→ Task statement: Type the entries out again exactly as they read, but leave every picture behind.

→ Raw data:

____________

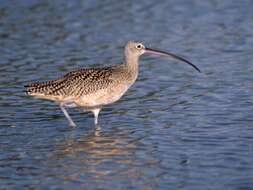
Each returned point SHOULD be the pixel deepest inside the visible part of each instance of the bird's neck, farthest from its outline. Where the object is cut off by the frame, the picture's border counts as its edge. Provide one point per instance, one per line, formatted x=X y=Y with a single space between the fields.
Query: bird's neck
x=131 y=67
x=132 y=63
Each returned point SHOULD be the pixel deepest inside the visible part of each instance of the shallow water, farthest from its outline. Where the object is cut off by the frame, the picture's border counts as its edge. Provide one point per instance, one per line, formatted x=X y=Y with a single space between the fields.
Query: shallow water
x=174 y=129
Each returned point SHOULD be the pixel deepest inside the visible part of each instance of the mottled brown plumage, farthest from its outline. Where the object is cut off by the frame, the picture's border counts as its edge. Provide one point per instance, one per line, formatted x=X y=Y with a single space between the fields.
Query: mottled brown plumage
x=92 y=88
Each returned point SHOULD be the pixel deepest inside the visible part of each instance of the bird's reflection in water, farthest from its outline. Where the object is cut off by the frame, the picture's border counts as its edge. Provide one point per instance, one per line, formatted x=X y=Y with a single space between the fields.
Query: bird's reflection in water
x=99 y=154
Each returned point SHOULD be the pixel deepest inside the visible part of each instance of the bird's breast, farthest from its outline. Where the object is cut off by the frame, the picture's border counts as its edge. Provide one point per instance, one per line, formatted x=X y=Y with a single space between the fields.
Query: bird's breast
x=103 y=96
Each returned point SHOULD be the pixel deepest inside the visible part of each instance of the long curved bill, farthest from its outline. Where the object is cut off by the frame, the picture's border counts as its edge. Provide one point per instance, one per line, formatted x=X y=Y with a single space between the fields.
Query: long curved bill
x=163 y=53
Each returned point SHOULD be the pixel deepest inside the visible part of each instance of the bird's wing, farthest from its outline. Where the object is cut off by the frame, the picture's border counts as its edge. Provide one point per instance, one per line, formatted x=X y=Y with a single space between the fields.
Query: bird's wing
x=75 y=83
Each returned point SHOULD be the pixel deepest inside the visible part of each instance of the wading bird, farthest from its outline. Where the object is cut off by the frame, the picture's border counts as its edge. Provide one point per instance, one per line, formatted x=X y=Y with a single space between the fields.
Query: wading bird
x=93 y=88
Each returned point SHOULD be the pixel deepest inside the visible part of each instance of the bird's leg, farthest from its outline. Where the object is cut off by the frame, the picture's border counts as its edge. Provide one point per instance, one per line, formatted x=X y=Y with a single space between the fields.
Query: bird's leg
x=71 y=122
x=96 y=113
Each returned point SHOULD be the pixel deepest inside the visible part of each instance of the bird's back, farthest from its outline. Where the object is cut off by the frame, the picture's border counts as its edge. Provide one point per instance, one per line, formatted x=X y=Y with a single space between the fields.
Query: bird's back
x=76 y=83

____________

→ Solution:
Each returned point SHOULD be the pixel deepest inside the visible part of each instance of the bird's neck, farthest from its outline. Where the object is cut off by the frame, the picture's border counts as its edge. Provide one point per instance, one per line, formatted x=X y=Y with a single space between the fields.
Query: bird's neck
x=131 y=67
x=132 y=63
Each returned point SHOULD be the pixel deepest inside the visible part of each instance of the shallow water, farthest from its outline. Where the object is cut off by the frame, the picture's border counts as its edge. Provide one point per instance, one per line, formatted x=X y=Y with a single space between the fields.
Query: shallow water
x=174 y=129
Each returned point SHOULD be the pixel deepest inside the visible part of each instance of the mottled brown plumage, farthest from its outline. Where the object is cut off by the frame, the picture's border counts as its edge. Provide one point per instance, one per line, formatted x=X y=Y with a single space between the fields.
Query: mottled brown plumage
x=92 y=88
Each returned point SHOULD be the pixel deepest inside the visible part of each instance of the bird's reflection in water, farthest from its outline. Where the object is cut off by the frame, the picture's border counts as its edge. Provide one point per instance, one per line, formatted x=X y=Y with a single space between the fields.
Query: bird's reflection in water
x=99 y=154
Each returned point SHOULD be the pixel deepest inside the visible part of each instance of the bird's breast, farthest from its outline. Where the object is cut off by the frame, the picture's border counts as its edge. Provide one point per instance, one per line, formatted x=X y=Y with a single space between the fields.
Query: bird's breast
x=103 y=96
Each returned point SHOULD be the pixel deepest inside the visible part of each instance of the long curved bill, farthest from its outline. Where the object is cut off by the frame, the picture's border counts as its edge. Provide one point per instance, one per line, formatted x=X y=Y with a single space between the fields.
Query: long curved bill
x=163 y=53
Each returned point SHOULD be the pixel deepest inside the visible part of each instance of the bird's wing, farthest from its outline. Where the object is cut off by the frame, the picture's border counts as its edge. Provide one point per instance, one per line, formatted x=X y=Y with a single space between the fields.
Query: bird's wing
x=75 y=83
Each returned point SHOULD be the pixel deepest inside the visible part of each instance of the wading bird, farthest from its outline. Where the object is cut off by the frame, the picture's border counts as its edge. Provide one point per instance, one per line, formatted x=X y=Y with a single space between the fields.
Query: wading bird
x=93 y=88
Each returned point SHOULD be the pixel deepest inside the visible part of each instance of the bird's leg, farthest from its outline. Where the object is cut off by the frame, the picture's border counts as its edge. Provide one point per instance, one per line, formatted x=X y=Y with a single space between the fields.
Query: bird's leg
x=71 y=122
x=96 y=113
Each returned point SHOULD be the pixel deepest inside the visible part of each instance of the bird's back, farthest from its outline. Where the object is cut off by the frame, the picture's border counts as its edge. Provide one point per instance, one per line, formatted x=X y=Y with a single space between the fields.
Query: bird's back
x=76 y=83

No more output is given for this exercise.